*Texto mostrado*.
----
El pasado martes, dos llamadas a la redacción alertaban sobre un posible accidente de gravedad. En una de las transitadas vías de salida y acceso a la ciudad había un cuerpo tendido e inmóvil que los vehículos iban esquivando. No hubo información oficial en las siguientes horas. A todas luces, la trágica circunstancia apuntaba a un suicidio.

En Navarra, alrededor de medio centenar de personas se quitan la vida cada año (en 2018 fueron 39, según los datos del Gobierno de Navarra), aunque algunos expertos apuntan que la cifra es superior, ya que puede haber una intención suicida no detectada en otro tipo de accidentes mortales. Nos encontramos, de todas formas, ante un trance complejo de abordar desde todos los perfiles, no solo médicos, sino también informativos. Hay un inabarcable sentimiento de drama personal y familiar detrás de un suicidio; es muy difícil alcanzar a encontrar razones de por qué ha ocurrido, sobre todo cuando no hay indicios objetivos que permitan anticiparse y prevenirlo. A posteriori, lo común es cerrar filas y callar. Y seguir interrogándose por qué: por qué no hice más, por qué no me percaté..., en un casi inevitable ejercicio de autoinculpación. Ningún otro tipo de sucesos con víctimas (accidentes de tráfico, asesinatos?) provoca esa empatía en la prensa con la víctima y su entorno, lo que en la mayoría de las ocasiones, y de no tratarse de un personaje de relevancia, lleva a no publicar esa información.
----
*Datos extraídos*.

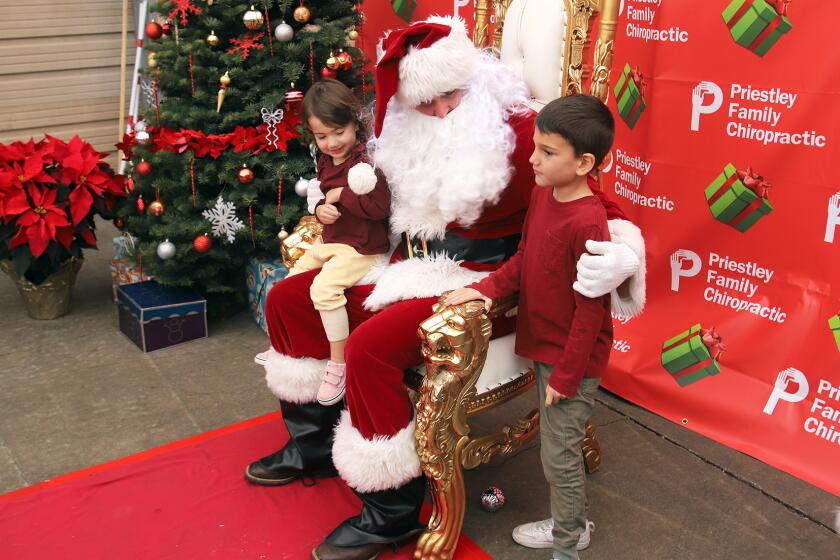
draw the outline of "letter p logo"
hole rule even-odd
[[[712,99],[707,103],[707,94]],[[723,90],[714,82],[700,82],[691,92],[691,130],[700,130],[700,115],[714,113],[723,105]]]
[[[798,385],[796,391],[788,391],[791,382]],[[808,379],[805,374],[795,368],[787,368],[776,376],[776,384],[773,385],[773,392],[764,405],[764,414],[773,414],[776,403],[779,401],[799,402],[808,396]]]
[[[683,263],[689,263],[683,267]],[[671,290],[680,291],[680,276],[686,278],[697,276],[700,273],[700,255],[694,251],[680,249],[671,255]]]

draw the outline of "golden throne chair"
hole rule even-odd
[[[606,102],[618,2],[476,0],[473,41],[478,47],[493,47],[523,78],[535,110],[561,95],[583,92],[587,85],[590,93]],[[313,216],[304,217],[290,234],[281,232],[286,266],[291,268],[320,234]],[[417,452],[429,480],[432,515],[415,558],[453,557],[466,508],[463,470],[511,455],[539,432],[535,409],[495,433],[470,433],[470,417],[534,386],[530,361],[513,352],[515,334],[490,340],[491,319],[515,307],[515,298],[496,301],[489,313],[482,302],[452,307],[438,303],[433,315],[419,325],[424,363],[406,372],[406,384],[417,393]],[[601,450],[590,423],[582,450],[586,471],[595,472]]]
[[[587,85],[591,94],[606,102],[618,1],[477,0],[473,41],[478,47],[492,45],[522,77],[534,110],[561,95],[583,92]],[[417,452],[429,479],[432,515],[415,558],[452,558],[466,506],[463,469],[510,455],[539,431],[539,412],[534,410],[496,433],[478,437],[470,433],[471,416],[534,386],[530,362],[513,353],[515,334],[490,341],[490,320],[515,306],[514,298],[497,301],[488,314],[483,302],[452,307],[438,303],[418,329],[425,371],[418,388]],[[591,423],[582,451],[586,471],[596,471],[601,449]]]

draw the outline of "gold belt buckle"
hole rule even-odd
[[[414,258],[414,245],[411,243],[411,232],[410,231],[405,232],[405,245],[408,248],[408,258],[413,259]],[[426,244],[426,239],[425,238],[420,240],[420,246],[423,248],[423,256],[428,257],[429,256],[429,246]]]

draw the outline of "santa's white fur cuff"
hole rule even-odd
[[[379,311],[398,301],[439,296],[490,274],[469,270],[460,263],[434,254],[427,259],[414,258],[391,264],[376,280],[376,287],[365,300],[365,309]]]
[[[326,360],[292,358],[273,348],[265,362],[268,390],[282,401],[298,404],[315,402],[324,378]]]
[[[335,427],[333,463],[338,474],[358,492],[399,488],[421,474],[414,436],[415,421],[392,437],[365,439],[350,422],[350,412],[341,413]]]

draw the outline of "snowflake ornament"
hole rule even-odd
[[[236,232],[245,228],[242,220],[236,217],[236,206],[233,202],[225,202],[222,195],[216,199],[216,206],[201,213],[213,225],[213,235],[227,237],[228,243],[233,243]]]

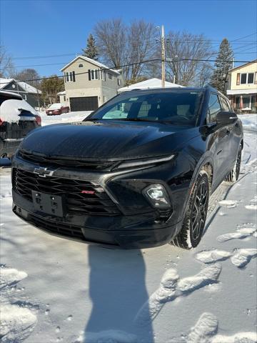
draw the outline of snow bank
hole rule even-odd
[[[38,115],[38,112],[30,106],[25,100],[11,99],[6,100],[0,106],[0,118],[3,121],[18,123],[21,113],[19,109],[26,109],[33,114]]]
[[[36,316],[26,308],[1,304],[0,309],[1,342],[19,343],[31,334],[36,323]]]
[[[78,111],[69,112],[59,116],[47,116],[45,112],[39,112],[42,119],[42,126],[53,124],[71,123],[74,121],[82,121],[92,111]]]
----
*Actividades*.
[1] Según el texto sobre el suicidio, ¿cuántas personas se quitaron la vida en Navarra en 2018?
[2] Enumera todas las cifras y cantidades que aparecen en el texto sobre el suicidio.
[3] Retoma el texto sobre el suicidio y escribe un párrafo que siga a su última frase.

*Soluciones*.
[1] 39 personas, según los datos del Gobierno de Navarra.

[2] dos (llamadas), medio centenar (de personas), 2018, 39

[3]
La pregunta es: ¿no hablar o no escribir del suicidio ayuda a evitar nuevos casos? La tendencia más reciente apunta a que una información rigurosa y alejada del morbo es incluso positiva para concienciar a la sociedad; y ponen el acento en que es más pernicioso el silencio porque, en definitiva, no hace sino seguir ocultando el problema de lo que se ha convertido en la primera causa de muerte externa en el Estado: unos 3.700 fallecimientos al año. Pese a la magnitud de la tragedia, del suicidio se sigue hablando a escondidas. Nosotros también.